Tarea asignada: Reproduce sin cambios el fragmento del texto sobre Leticia que va desde "Hoy este bello" hasta "sus muchas falencias.", ambos incluidos.

Texto dado:
/---

Leticia es una ciudad cosmopolita. La conozco bien. Por sus calles se entremezcla con abrumadora cotidianidad una multiplicidad de personas que la hace única. Colonos, indígenas, comerciantes, trabajadores fronterizos o extranjeros que se asombran con la belleza de nuestra selva, hacen parte de un paisaje que se viste de multiculturalismo y que ya superó rancias segregaciones.
Sus calzadas anchas, acostumbradas a un vívido ajetreo, ahora guardan un silencio de luto que le imponen los cuerpos insepultos que esperan su turno para despedirse en medio del anonimato que les obliga el extraño virus que les alejó de los vivos. Todos, soportando un encierro que les exige un aislamiento absoluto, ven pasar los días con el temor como su compañero constante. Salir al mercado es una actividad de riesgo, visitar la brasilera localidad de Tabatinga, de la cual dependen muchos comercios, es un imposible y cruzar al Perú hasta el puerto de Santa Rosa por las caudalosas aguas del rio Amazonas, conlleva la infracción a las normas de dos países seriamente golpeados por la plaga. Ni los niños que alegremente jugaban al aire libre, ni los indígenas fuertes que abrieron la espesura de la selva son sus manos, ni las mujeres laboriosas que acompañaron las jornadas en medio de un intenso sol tropical, pueden sentirse a salvo. Solo las aves, que por cientos regresan cada tarde a su parque principal, recorren la urbe libremente para ser testigos de la pena y el temor que embarga la capital del departamento.
Hoy este bello municipio enfrenta uno de los desafíos mas grandes de su historia. Ha aportado la mayor cantidad de víctimas y contagios de covid-19 en relación con el número de sus habitantes. Sus puestos de salud carecen de casi todo, no hay medicinas, insumos, equipos y mucho menos camas UCI para atender pacientes críticos, los suministros alimenticios amenazan con resultar insuficientes ante la imposibilidad de adquirirlos en la frontera con Brasil, los pocos que se consiguen han elevado su precio a niveles privativos para la mayoría de sus pobladores, y, salvo el transporte aéreo, no existe un mecanismo de suministro directo que permita suplir sus muchas falencias.

\---

Datos en estudio:
/---

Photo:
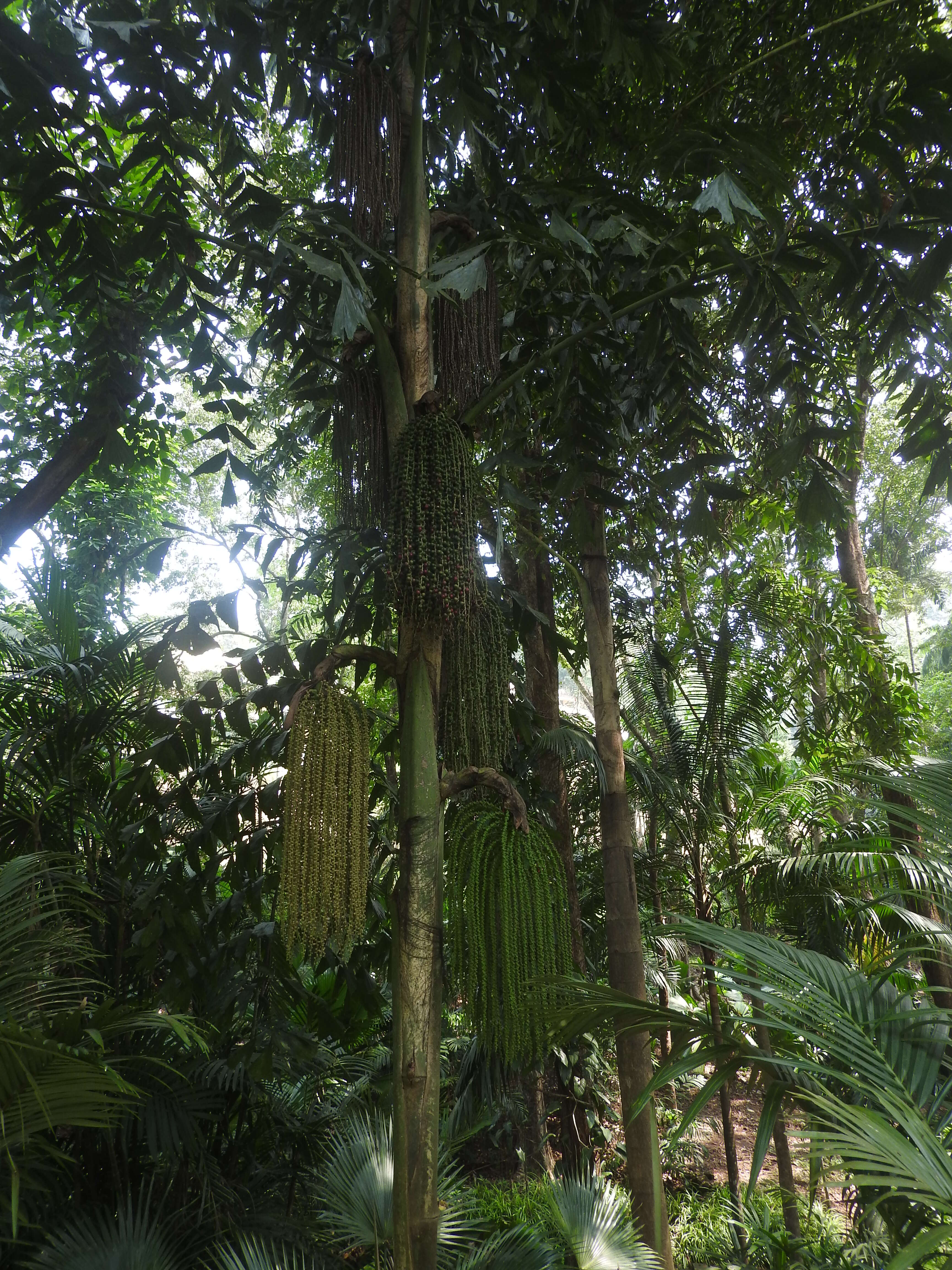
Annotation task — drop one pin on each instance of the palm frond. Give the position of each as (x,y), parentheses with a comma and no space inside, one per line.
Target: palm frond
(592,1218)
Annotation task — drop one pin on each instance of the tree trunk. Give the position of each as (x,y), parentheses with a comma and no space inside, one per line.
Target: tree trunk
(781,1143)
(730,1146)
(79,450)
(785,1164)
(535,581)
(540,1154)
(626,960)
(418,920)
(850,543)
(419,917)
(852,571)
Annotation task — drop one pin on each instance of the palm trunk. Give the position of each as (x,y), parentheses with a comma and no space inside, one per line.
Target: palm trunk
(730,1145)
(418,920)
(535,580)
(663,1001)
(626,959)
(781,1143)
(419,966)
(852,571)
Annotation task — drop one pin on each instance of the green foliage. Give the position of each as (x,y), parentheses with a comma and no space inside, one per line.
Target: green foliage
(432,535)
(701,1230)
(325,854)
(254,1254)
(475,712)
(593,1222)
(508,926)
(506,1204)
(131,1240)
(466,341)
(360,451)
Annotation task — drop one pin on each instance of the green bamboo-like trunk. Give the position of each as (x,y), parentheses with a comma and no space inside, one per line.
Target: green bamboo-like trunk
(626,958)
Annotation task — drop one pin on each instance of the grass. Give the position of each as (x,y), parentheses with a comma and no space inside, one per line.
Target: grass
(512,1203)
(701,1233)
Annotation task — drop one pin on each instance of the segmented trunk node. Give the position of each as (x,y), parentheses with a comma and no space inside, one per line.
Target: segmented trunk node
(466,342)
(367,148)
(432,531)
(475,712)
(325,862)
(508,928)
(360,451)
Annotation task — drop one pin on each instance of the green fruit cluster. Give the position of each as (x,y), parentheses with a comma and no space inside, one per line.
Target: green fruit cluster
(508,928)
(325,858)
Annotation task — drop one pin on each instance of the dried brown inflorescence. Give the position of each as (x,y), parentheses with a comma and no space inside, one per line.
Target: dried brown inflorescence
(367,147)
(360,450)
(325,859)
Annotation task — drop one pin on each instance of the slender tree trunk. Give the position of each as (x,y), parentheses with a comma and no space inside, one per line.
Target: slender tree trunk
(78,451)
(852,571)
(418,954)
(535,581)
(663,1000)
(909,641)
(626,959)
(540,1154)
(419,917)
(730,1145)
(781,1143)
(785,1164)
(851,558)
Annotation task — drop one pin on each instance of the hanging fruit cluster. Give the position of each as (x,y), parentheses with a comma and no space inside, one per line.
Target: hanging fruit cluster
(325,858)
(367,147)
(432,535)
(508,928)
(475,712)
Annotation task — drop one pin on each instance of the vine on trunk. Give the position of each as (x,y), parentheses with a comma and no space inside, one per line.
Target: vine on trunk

\---

Resultado:
Hoy este bello municipio enfrenta uno de los desafíos mas grandes de su historia. Ha aportado la mayor cantidad de víctimas y contagios de covid-19 en relación con el número de sus habitantes. Sus puestos de salud carecen de casi todo, no hay medicinas, insumos, equipos y mucho menos camas UCI para atender pacientes críticos, los suministros alimenticios amenazan con resultar insuficientes ante la imposibilidad de adquirirlos en la frontera con Brasil, los pocos que se consiguen han elevado su precio a niveles privativos para la mayoría de sus pobladores, y, salvo el transporte aéreo, no existe un mecanismo de suministro directo que permita suplir sus muchas falencias.